▶ DATA PROVIDED:
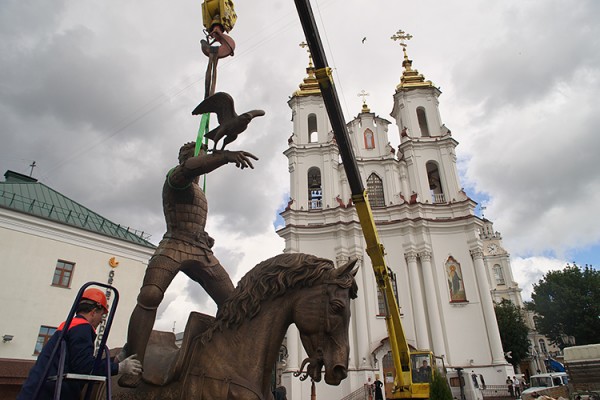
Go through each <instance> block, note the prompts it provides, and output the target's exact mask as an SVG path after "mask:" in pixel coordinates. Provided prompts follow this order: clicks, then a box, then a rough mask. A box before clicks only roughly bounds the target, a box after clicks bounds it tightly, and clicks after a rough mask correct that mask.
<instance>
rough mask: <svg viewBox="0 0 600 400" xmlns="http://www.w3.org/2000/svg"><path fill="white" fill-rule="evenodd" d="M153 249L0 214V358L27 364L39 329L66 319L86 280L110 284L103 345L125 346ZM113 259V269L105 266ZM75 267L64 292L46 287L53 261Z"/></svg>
mask: <svg viewBox="0 0 600 400" xmlns="http://www.w3.org/2000/svg"><path fill="white" fill-rule="evenodd" d="M152 254H153V249H151V248H148V247H144V246H140V245H136V244H133V243H129V242H124V241H121V240H117V239H113V238H109V237H106V236H103V235H99V234H95V233H91V232H87V231H83V230H79V229H77V228H73V227H69V226H66V225H62V224H58V223H55V222H52V221H47V220H43V219H40V218H36V217H33V216H29V215H25V214H21V213H18V212H14V211H11V210H6V209H0V255H1V257H2V261H1V263H2V264H1V271H2V279H1V280H0V304H2V307H1V308H0V321H1V322H0V336H3V335H7V334H8V335H13V336H14V338H13V339H12V341H10V342H7V343H0V358H15V359H26V360H33V359H35V358H36V356H35V355H34V354H33V353H34V348H35V343H36V340H37V337H38V333H39V329H40V326H41V325H47V326H52V327H56V326H58V325H59V324H60V323H61V322H62V321H64V320H65V319H66V317H67V314H68V312H69V310H70V308H71V306H72V303H73V300H74V298H75V296H76V295H77V292H78V290H79V288H80V287H81V286H82V285H83V284H85V283H86V282H88V281H98V282H102V283H108V279H109V273H110V271H111V270H113V271H114V277H113V283H112V285H113V286H114V287H115V288H116V289H117V290H118V291H119V294H120V299H119V304H118V307H117V312H116V314H115V319H114V321H113V326H112V329H111V332H110V335H109V340H108V343H107V344H108V346H109V347H110V348H112V347H120V346H122V345H123V344H124V343H125V339H126V331H127V324H128V321H129V316H130V314H131V311H132V310H133V307H134V306H135V304H136V297H137V294H138V291H139V288H140V286H141V282H142V279H143V276H144V272H145V268H146V265H147V262H148V260H149V259H150V257H151V256H152ZM112 257H115V258H116V260H117V261H118V262H119V265H118V266H117V267H116V268H114V269H113V268H111V267H110V266H109V264H108V261H109V259H110V258H112ZM59 259H60V260H64V261H69V262H73V263H75V269H74V273H73V277H72V280H71V287H70V288H61V287H55V286H52V278H53V276H54V270H55V267H56V262H57V260H59Z"/></svg>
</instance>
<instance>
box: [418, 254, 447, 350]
mask: <svg viewBox="0 0 600 400" xmlns="http://www.w3.org/2000/svg"><path fill="white" fill-rule="evenodd" d="M419 258H421V265H422V267H423V281H424V282H425V300H426V301H427V311H428V315H429V327H430V329H431V340H432V341H433V349H431V350H433V352H434V353H435V355H437V356H445V355H446V346H444V335H443V332H442V323H441V322H440V320H441V316H440V310H439V307H438V303H437V297H438V296H437V291H436V289H435V284H434V280H433V279H434V278H433V267H432V266H431V253H430V252H428V251H424V252H422V253H419Z"/></svg>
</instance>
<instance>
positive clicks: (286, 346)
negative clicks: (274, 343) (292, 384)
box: [285, 325, 300, 372]
mask: <svg viewBox="0 0 600 400" xmlns="http://www.w3.org/2000/svg"><path fill="white" fill-rule="evenodd" d="M299 337H300V334H299V333H298V328H296V325H290V327H289V328H288V331H287V335H286V344H287V346H286V347H287V349H288V358H287V361H286V366H285V372H296V371H298V370H299V369H300V362H299V359H298V354H299V347H298V346H299V345H300V343H299V340H298V338H299Z"/></svg>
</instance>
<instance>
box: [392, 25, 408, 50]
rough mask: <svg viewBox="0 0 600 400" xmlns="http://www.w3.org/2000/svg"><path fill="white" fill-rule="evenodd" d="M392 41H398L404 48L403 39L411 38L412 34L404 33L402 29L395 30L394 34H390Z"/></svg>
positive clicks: (403, 42)
mask: <svg viewBox="0 0 600 400" xmlns="http://www.w3.org/2000/svg"><path fill="white" fill-rule="evenodd" d="M390 39H392V40H393V41H397V40H399V41H400V46H402V47H404V48H405V49H406V46H407V45H406V43H404V41H405V40H410V39H412V35H411V34H410V33H406V32H404V31H403V30H402V29H400V30H399V31H398V32H396V33H395V34H394V35H392V37H391V38H390Z"/></svg>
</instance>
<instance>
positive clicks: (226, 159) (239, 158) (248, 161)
mask: <svg viewBox="0 0 600 400" xmlns="http://www.w3.org/2000/svg"><path fill="white" fill-rule="evenodd" d="M223 156H224V157H225V160H226V161H227V162H228V163H230V162H231V163H235V166H236V167H238V168H241V169H244V168H248V167H250V168H252V169H254V165H252V161H251V159H254V160H258V157H256V156H255V155H254V154H252V153H248V152H247V151H229V150H224V151H223Z"/></svg>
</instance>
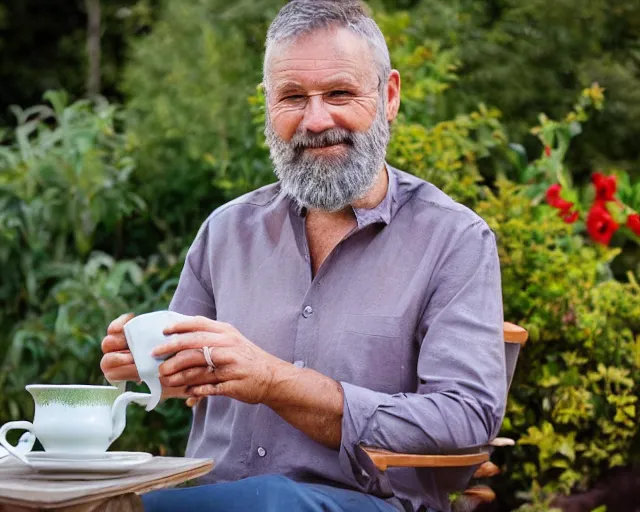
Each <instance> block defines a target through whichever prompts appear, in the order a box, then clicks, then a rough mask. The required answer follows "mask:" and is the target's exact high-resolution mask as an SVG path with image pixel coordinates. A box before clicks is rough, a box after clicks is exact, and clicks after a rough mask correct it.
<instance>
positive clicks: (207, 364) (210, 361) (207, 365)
mask: <svg viewBox="0 0 640 512" xmlns="http://www.w3.org/2000/svg"><path fill="white" fill-rule="evenodd" d="M200 350H201V351H202V354H203V355H204V360H205V362H206V363H207V371H208V372H209V373H213V371H214V370H215V369H216V365H215V364H213V360H212V359H211V347H202V348H201V349H200Z"/></svg>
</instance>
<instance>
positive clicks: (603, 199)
mask: <svg viewBox="0 0 640 512" xmlns="http://www.w3.org/2000/svg"><path fill="white" fill-rule="evenodd" d="M591 181H592V182H593V184H594V186H595V187H596V201H613V196H614V194H615V193H616V185H617V184H616V177H615V176H605V175H604V174H601V173H599V172H594V173H593V175H592V176H591Z"/></svg>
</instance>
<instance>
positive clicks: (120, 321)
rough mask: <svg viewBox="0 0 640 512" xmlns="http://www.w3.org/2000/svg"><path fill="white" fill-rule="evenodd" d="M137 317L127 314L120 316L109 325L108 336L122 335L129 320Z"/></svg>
mask: <svg viewBox="0 0 640 512" xmlns="http://www.w3.org/2000/svg"><path fill="white" fill-rule="evenodd" d="M134 316H135V315H134V314H133V313H125V314H124V315H120V316H119V317H118V318H116V319H115V320H114V321H113V322H111V323H110V324H109V327H107V334H121V333H122V332H123V331H122V330H123V328H124V324H126V323H127V322H128V321H129V320H131V319H132V318H133V317H134Z"/></svg>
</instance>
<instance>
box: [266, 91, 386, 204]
mask: <svg viewBox="0 0 640 512" xmlns="http://www.w3.org/2000/svg"><path fill="white" fill-rule="evenodd" d="M385 110H386V109H385V102H384V100H383V98H382V97H381V98H380V99H379V101H378V106H377V112H376V118H375V119H374V121H373V124H372V125H371V127H370V128H369V129H368V130H367V131H366V132H352V131H349V130H345V129H343V128H332V129H330V130H327V131H325V132H322V133H318V134H311V133H302V132H301V131H297V132H296V133H295V134H294V136H293V137H292V138H291V140H290V141H288V142H287V141H285V140H283V139H282V138H281V137H280V136H279V135H278V134H276V133H275V131H274V129H273V126H272V124H271V119H270V118H269V114H268V112H267V118H266V123H265V136H266V139H267V144H268V146H269V149H270V153H271V161H272V162H273V166H274V170H275V173H276V176H277V177H278V179H279V180H280V183H281V187H282V189H283V190H284V192H285V193H286V194H287V195H289V197H291V198H292V199H293V200H294V201H296V202H297V203H298V205H299V206H301V207H305V208H313V209H319V210H324V211H328V212H335V211H340V210H342V209H344V208H346V207H347V206H348V205H350V204H352V203H353V202H354V201H356V200H358V199H361V198H363V197H364V196H365V195H366V194H367V192H369V190H370V189H371V187H372V186H373V184H374V183H375V180H376V178H377V176H378V174H379V172H380V170H381V169H382V168H383V166H384V161H385V156H386V152H387V145H388V144H389V138H390V128H389V123H388V121H387V119H386V116H385ZM338 143H345V144H346V145H347V148H346V154H345V155H343V156H331V157H316V156H311V155H309V154H306V153H305V151H304V149H305V148H313V147H324V146H327V145H330V144H338Z"/></svg>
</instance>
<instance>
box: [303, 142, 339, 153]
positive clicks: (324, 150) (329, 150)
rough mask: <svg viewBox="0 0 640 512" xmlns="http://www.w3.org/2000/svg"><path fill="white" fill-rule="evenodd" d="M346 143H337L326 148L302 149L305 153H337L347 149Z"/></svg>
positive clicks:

▶ PROBLEM DESCRIPTION:
Could you turn everything from the start of the records down to the line containing "249L0 214V358L27 364L39" into a numbered list, with blank lines dropped? Leave the pictures out of your answer.

▶ TASK SOLUTION:
1. Go through each <instance> block, note the prompts it provides, and output the target's exact mask as an SVG path after "mask:" in pixel coordinates. Provided prompts follow this order: clicks, then a box, then a rough mask. A box before clicks only roughly bounds the target, a box after clicks bounds it tightly, and clicks after a rough mask correct that mask.
2. <instance>
3. rough mask: <svg viewBox="0 0 600 400" xmlns="http://www.w3.org/2000/svg"><path fill="white" fill-rule="evenodd" d="M153 249L0 214V358L27 364L39 329L66 319L86 280L110 284L103 345L125 346ZM113 259V269L105 266ZM75 267L64 292L46 287L53 261Z"/></svg>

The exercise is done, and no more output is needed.